**YOUR TASK**: Extract, verbatim, all lines starting at the one containing "frame in the photo above." and ending with the final line of the listing, and no others.

**RAW RECORDS**:
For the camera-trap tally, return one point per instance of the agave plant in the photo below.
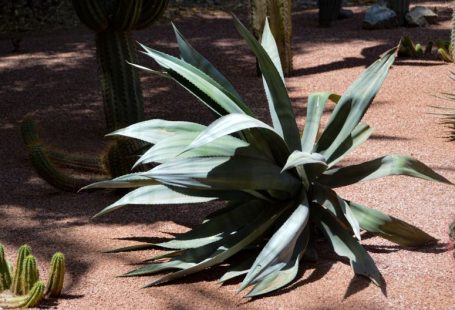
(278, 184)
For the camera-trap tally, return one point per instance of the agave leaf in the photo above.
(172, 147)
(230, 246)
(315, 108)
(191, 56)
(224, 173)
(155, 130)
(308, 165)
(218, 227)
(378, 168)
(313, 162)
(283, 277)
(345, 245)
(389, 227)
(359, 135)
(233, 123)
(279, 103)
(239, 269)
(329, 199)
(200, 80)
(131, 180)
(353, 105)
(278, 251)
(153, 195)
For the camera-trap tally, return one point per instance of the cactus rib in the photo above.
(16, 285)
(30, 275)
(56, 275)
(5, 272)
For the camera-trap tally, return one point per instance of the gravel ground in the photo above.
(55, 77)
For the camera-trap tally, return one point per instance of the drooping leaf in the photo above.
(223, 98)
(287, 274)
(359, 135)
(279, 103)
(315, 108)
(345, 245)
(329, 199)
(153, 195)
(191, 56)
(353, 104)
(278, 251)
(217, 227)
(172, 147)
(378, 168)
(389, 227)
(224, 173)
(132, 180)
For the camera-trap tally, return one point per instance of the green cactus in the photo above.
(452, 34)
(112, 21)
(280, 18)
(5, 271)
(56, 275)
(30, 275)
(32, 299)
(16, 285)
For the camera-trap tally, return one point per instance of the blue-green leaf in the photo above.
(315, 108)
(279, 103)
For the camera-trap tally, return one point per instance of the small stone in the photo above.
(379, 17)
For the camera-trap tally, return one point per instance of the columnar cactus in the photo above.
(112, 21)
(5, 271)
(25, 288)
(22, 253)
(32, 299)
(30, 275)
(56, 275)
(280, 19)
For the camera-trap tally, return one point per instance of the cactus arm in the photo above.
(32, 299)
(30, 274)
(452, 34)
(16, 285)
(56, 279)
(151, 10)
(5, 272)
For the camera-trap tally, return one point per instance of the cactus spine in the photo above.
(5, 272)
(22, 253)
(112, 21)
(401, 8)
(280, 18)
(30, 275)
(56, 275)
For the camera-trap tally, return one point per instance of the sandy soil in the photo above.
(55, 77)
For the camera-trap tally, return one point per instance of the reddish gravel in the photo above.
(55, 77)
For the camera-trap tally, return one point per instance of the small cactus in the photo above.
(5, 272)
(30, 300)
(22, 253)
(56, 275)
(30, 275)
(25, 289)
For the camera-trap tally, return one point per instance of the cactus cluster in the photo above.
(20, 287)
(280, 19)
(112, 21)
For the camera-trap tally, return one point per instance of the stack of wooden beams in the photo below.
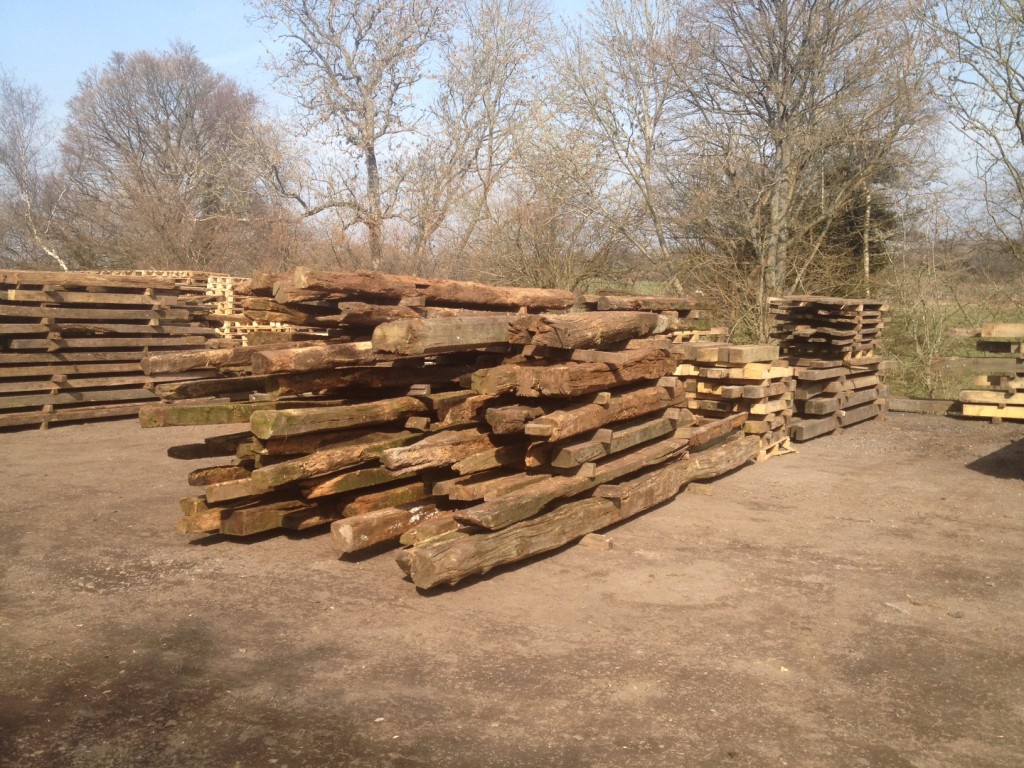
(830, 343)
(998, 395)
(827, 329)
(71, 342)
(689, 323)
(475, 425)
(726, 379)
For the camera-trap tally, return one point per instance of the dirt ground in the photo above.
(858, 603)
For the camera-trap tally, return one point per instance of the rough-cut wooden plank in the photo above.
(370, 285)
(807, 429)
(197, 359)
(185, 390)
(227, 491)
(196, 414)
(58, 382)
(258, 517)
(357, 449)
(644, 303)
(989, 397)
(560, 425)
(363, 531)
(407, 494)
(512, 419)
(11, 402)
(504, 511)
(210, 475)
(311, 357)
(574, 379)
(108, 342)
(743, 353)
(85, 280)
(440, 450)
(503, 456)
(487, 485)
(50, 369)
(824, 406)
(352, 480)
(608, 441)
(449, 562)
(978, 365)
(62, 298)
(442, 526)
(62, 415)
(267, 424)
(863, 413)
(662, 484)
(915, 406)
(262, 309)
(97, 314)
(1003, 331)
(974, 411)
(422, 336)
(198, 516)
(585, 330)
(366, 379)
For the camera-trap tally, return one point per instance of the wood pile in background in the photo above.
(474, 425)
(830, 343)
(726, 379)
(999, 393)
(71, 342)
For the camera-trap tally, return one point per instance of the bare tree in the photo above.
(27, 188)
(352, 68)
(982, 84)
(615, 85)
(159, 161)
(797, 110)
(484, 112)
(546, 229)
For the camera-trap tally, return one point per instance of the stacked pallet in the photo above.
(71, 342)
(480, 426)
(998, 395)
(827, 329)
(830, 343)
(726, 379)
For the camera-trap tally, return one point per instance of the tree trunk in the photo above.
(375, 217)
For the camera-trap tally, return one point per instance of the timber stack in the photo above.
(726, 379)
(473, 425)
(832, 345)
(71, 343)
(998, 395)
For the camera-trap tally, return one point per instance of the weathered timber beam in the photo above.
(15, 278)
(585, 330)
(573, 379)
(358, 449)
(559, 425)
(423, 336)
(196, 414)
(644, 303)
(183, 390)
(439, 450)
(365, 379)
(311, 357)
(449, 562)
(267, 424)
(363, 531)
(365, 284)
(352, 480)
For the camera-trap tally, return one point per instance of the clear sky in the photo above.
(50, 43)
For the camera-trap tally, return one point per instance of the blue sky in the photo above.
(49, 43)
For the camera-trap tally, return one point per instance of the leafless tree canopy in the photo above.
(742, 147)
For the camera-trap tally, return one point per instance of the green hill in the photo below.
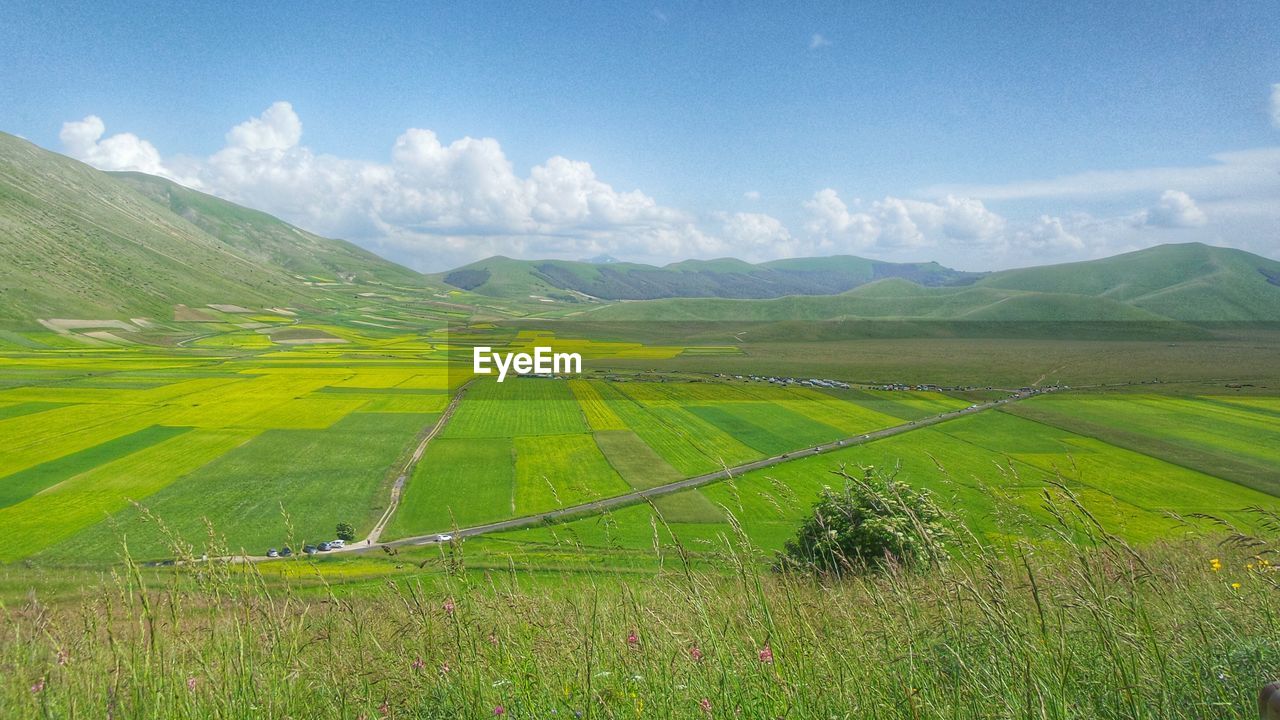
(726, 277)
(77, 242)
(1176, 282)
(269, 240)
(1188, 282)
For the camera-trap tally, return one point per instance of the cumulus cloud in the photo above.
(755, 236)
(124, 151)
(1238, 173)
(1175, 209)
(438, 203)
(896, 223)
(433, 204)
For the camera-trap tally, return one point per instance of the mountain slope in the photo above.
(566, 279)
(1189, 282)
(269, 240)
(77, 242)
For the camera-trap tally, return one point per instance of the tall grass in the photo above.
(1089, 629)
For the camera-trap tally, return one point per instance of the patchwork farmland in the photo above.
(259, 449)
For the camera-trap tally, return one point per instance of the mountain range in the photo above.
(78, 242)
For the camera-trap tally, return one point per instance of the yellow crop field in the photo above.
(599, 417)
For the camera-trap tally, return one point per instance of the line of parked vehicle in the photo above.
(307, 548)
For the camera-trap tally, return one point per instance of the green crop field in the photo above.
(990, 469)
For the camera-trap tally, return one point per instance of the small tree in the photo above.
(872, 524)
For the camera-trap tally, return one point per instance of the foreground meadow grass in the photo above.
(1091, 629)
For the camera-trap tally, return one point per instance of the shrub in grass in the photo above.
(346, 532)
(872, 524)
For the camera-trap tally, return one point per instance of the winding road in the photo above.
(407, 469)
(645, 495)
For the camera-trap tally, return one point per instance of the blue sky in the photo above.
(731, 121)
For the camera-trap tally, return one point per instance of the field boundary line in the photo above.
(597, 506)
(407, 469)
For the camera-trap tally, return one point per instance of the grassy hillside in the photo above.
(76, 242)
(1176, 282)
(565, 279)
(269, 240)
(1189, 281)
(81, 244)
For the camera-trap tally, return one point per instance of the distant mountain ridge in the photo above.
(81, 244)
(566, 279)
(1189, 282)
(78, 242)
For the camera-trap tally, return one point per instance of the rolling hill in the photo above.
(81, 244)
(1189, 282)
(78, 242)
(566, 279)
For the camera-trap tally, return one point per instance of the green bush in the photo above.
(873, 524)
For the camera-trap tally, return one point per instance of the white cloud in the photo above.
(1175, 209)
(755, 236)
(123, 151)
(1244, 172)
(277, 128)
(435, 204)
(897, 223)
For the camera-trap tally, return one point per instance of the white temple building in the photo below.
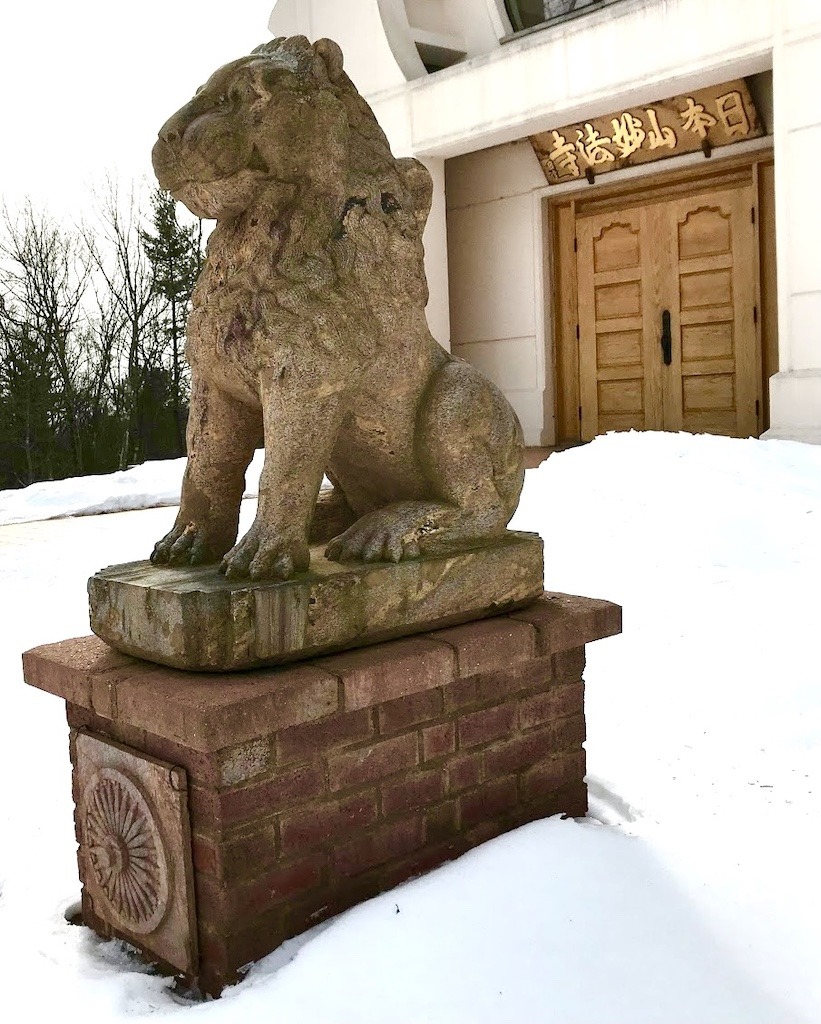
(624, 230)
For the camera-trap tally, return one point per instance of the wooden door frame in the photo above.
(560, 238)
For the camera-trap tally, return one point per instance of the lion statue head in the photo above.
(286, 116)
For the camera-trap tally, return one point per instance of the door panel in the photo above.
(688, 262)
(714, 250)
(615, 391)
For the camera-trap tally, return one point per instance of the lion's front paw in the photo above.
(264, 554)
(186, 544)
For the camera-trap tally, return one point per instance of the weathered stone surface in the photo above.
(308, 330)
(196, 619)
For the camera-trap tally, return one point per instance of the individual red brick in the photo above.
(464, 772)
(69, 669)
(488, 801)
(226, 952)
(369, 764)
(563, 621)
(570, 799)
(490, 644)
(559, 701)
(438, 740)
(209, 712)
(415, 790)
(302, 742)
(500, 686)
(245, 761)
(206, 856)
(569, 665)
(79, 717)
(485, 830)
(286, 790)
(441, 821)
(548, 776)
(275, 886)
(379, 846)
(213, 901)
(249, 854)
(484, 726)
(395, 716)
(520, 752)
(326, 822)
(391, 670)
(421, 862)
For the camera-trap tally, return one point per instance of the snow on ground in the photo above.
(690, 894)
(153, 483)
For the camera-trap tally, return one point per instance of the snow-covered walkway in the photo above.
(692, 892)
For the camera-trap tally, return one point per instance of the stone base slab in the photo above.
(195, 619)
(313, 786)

**RESPONSE TO THIS EXERCISE**:
For the camera-trap tally, return one point per instance of the wooden door frame in the photo above.
(560, 238)
For the camera-trap tally, return one point per instance of the lion statue head in the photo above.
(286, 116)
For the camera-trap tally, return one point per instance of the door panel in the photo above.
(688, 262)
(714, 250)
(615, 391)
For the camera-trap tally, return one point per instance of the lion's front paw in the photo above.
(264, 554)
(186, 544)
For the camera-trap tally, return one point per instance of the weathered stone surface in the photo above.
(308, 330)
(196, 619)
For the camera-trap tally, return one point per instance of the individual red brick in the photo above.
(464, 772)
(69, 669)
(488, 801)
(226, 952)
(369, 764)
(563, 621)
(570, 799)
(490, 644)
(559, 701)
(438, 740)
(209, 712)
(415, 790)
(302, 742)
(500, 686)
(245, 761)
(206, 856)
(569, 665)
(79, 717)
(485, 830)
(286, 790)
(441, 821)
(548, 776)
(275, 886)
(379, 846)
(213, 901)
(249, 854)
(484, 726)
(395, 716)
(520, 752)
(326, 822)
(391, 670)
(421, 862)
For the camera-trap tally, return one point per instance of the snow on ground in the photo above.
(690, 894)
(153, 483)
For the camera-trap tally, return one point per instance of the snow-covered walkway in the photo above.
(692, 892)
For the camera-trap tally, return one point per instance of the stone base slab in the photo above.
(195, 619)
(313, 786)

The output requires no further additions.